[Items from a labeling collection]
↓↓↓

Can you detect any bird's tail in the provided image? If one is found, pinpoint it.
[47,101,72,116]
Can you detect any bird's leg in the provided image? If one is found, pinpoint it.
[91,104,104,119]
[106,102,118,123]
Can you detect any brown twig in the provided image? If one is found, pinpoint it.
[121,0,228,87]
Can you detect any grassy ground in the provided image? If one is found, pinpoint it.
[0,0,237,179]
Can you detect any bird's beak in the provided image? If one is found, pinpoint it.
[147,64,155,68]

↑↑↑
↓↓↓

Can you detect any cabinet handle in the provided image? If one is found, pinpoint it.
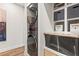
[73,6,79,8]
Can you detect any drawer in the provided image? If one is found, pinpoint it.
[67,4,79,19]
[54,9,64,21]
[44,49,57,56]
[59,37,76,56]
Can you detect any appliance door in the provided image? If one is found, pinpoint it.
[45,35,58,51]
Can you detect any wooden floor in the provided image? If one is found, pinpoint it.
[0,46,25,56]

↑↑↑

Scale everything from the line containing "Can you detect any bird's tail" down to the line containing "[147,64,155,68]", both included, by writing out each of those lines again. Keep the wording unchanged, and multiply every bounding-box coordinate by 1.3, rounding to whole numbers with halves rounded up.

● FULL RESPONSE:
Can you detect any bird's tail in the provided image? If one is found, pinpoint it.
[61,131,94,151]
Can you detect any bird's leg in the provided image? If one is found, pinpoint it.
[118,135,135,155]
[138,133,153,160]
Can you detect any brown twig in the provided image? If one is found, pinpoint it.
[157,0,296,113]
Can you detect any grassy ground in the provided image? If one is found, pinpoint it.
[0,0,308,233]
Can you detect any bird's beak in the provided image? If one is found, pinpoint it.
[191,83,202,88]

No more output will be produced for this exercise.